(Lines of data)
☆ ☆ ☆ ☆ ☆

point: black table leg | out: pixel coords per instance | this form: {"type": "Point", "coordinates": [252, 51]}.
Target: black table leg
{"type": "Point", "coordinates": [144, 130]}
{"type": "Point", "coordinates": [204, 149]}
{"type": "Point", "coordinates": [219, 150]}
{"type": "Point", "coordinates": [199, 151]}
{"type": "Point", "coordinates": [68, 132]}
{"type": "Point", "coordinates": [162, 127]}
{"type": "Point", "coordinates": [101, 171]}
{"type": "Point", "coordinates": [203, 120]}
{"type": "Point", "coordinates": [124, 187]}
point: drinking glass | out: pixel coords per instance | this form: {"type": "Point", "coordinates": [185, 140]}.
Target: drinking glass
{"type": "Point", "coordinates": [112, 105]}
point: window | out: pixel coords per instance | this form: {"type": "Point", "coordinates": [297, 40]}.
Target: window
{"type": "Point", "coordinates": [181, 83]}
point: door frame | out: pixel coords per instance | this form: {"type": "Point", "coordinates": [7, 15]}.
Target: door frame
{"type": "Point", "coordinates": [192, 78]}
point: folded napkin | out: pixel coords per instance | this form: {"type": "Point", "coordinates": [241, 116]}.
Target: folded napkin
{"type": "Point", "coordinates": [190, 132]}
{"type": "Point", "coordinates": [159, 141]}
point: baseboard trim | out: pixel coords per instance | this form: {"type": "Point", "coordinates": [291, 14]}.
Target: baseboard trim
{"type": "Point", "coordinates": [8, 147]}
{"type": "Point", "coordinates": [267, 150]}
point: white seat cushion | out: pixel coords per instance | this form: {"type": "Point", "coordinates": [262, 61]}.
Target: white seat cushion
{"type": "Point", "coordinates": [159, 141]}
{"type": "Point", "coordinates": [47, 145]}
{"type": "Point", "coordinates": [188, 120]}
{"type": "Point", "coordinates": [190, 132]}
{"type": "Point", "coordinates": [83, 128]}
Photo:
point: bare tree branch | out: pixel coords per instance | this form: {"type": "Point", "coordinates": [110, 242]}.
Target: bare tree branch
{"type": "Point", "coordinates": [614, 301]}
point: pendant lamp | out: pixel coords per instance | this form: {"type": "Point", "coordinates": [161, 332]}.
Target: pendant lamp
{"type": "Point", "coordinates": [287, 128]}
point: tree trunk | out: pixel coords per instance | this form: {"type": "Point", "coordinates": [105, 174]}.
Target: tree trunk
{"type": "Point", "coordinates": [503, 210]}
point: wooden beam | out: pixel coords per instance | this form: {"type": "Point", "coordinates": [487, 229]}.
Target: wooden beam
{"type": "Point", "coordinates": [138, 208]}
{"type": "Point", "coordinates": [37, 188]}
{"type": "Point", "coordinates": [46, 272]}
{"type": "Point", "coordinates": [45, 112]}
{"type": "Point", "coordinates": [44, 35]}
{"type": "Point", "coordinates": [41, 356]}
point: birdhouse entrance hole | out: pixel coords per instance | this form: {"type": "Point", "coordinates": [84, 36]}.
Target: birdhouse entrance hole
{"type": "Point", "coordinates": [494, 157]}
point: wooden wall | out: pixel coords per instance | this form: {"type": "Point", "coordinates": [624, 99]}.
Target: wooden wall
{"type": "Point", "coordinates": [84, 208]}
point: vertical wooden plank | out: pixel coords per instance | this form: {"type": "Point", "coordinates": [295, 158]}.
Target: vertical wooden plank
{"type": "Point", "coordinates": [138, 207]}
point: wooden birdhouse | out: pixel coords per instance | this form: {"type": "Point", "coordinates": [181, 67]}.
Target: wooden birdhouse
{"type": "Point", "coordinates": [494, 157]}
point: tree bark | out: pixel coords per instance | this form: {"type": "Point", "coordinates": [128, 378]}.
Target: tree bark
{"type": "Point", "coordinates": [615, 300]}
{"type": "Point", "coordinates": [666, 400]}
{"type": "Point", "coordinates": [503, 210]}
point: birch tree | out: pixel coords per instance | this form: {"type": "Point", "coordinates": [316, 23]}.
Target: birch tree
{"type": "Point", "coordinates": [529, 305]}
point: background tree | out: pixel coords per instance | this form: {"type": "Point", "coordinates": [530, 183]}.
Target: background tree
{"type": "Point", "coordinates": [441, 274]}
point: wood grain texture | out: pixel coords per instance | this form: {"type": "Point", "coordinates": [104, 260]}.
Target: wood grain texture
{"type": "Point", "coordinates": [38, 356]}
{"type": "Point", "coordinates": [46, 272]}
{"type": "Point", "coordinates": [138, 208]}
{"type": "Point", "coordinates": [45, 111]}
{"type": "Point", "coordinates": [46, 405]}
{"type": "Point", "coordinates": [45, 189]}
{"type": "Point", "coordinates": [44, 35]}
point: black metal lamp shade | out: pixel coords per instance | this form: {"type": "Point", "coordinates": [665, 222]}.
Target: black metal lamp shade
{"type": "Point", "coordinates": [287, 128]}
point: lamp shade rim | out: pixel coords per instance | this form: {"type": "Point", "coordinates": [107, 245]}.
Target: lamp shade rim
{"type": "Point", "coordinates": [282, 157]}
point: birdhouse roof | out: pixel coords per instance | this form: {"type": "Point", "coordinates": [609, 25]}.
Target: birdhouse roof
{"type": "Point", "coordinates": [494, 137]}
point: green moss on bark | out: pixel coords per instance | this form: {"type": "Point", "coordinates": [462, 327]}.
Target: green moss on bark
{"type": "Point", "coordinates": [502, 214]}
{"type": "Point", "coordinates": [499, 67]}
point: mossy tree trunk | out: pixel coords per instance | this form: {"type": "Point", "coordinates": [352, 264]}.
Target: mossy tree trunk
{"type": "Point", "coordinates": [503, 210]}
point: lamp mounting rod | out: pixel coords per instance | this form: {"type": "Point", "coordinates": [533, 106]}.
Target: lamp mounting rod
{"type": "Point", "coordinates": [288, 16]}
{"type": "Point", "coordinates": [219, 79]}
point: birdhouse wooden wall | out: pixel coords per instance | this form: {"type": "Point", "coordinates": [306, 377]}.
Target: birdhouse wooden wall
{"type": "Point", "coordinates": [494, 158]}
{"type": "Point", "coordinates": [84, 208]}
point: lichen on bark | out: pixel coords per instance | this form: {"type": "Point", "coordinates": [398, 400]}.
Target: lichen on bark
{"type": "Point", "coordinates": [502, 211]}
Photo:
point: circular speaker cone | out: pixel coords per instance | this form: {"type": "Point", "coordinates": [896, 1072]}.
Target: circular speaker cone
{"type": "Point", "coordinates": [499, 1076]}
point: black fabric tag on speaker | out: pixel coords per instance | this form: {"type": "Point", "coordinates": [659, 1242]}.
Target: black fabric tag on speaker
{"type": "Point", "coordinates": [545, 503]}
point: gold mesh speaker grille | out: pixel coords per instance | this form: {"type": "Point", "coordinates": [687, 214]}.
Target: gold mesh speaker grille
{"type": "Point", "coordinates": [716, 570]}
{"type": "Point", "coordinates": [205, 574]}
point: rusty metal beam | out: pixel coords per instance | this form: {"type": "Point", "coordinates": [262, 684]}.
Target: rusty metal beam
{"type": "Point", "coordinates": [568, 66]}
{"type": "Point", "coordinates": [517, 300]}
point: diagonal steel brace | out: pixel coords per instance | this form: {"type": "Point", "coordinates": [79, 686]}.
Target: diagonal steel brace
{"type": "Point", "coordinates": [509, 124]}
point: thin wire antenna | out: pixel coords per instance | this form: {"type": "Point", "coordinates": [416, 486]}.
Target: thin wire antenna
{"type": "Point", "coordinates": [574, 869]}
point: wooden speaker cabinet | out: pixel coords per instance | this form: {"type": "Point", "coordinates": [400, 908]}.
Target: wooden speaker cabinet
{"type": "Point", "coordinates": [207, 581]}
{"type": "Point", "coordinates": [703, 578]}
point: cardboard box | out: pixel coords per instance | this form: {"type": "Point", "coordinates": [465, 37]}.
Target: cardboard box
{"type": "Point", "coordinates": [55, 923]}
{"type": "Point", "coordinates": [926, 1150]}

☆ ☆ ☆ ☆ ☆

DIRECTIVE
Copy out exactly the lines from the line with "point: black fabric" to the end of the listing, including both of those lines, and give nothing else.

RESULT OF THE EXERCISE
point: black fabric tag on speaker | out: pixel coords per instance | this form: {"type": "Point", "coordinates": [659, 1242]}.
Target: black fabric tag on speaker
{"type": "Point", "coordinates": [545, 503]}
point: gold mesh speaker grille | out: pixel coords per instance | this form: {"type": "Point", "coordinates": [687, 214]}.
Target: gold mesh speaker grille
{"type": "Point", "coordinates": [716, 570]}
{"type": "Point", "coordinates": [205, 574]}
point: rusty metal beam | out: pixel coords per instance | this form: {"type": "Point", "coordinates": [262, 684]}.
Target: rusty metal beam
{"type": "Point", "coordinates": [568, 66]}
{"type": "Point", "coordinates": [517, 300]}
point: diagonal steel brace | out: pixel coords per instance | this form: {"type": "Point", "coordinates": [79, 686]}.
Target: diagonal steel brace
{"type": "Point", "coordinates": [509, 124]}
point: thin wire antenna | out: pixel coords per instance | this form: {"type": "Point", "coordinates": [416, 486]}.
Target: thin wire antenna
{"type": "Point", "coordinates": [574, 869]}
point: wooden speaker cabinet | out: pixel coords per instance | this form: {"type": "Point", "coordinates": [400, 908]}.
Target: wooden speaker cabinet
{"type": "Point", "coordinates": [207, 581]}
{"type": "Point", "coordinates": [703, 578]}
point: cardboard box | out: pixel coords per instance | this form: {"type": "Point", "coordinates": [465, 37]}.
Target: cardboard box
{"type": "Point", "coordinates": [55, 923]}
{"type": "Point", "coordinates": [926, 1150]}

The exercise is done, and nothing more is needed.